─── Фрагмент текста

Я близко видел его накануне; он заезжал к моему отцу по поводу печатавшейся тогда в «Русском вестнике» последней части «Карамазовых». Отец мой – тогда профессор Московского университета (1854–1882) – был в то же время редактором (с 1863 по 1882, до переезда в Петербург) издаваемого М. Н. Катковым «Русского вестника», в котором были напечатаны почти все главнейшие произведения Достоевского («Преступление и наказание», «Идиот», «Бесы», «Братья Карамазовы»). Помню, как накануне, уходя от отца, Достоевский торопливо говорил ему: «Мне надо скорее к себе в Лоскутную, надо еще позаняться; я завтра читаю».

До этого я видел Достоевского зимою 1880 года. Он приезжал из Петербурга и у нас обедал. Тогда же на обеде были: Б. М. Маркевич – тоже из Петербурга – автор «Четверти века назад», внешне полная противоположность Достоевскому, человек необыкновенно изящной внешности и утонченного обращения; П. И. Мельников (Андрей Печерский), М. Н. Катков, К. Н. Леонтьев и кто-то из профессоров.

──────

▶ Условие задания
Выведите дословно всё из воспоминаний о Достоевском, начиная с «До этого я видел» и ниже, вплоть до «кто-то из профессоров.».

─── Исходные данные

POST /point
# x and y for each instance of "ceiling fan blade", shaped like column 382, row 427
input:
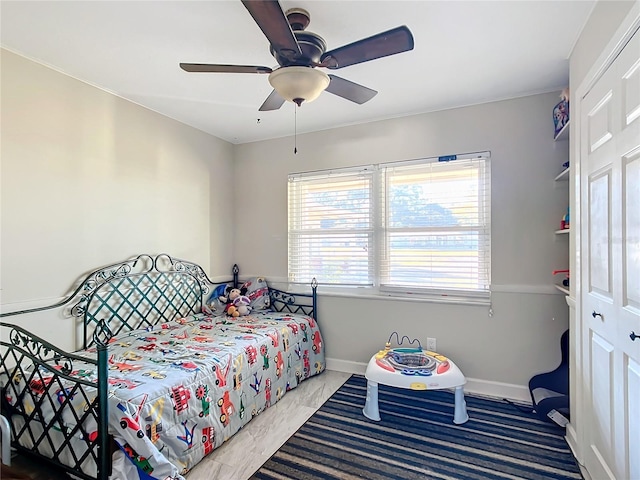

──────

▶ Готовое решение
До этого я видел Достоевского зимою 1880 года. Он приезжал из Петербурга и у нас обедал. Тогда же на обеде были: Б. М. Маркевич – тоже из Петербурга – автор «Четверти века назад», внешне полная противоположность Достоевскому, человек необыкновенно изящной внешности и утонченного обращения; П. И. Мельников (Андрей Печерский), М. Н. Катков, К. Н. Леонтьев и кто-то из профессоров.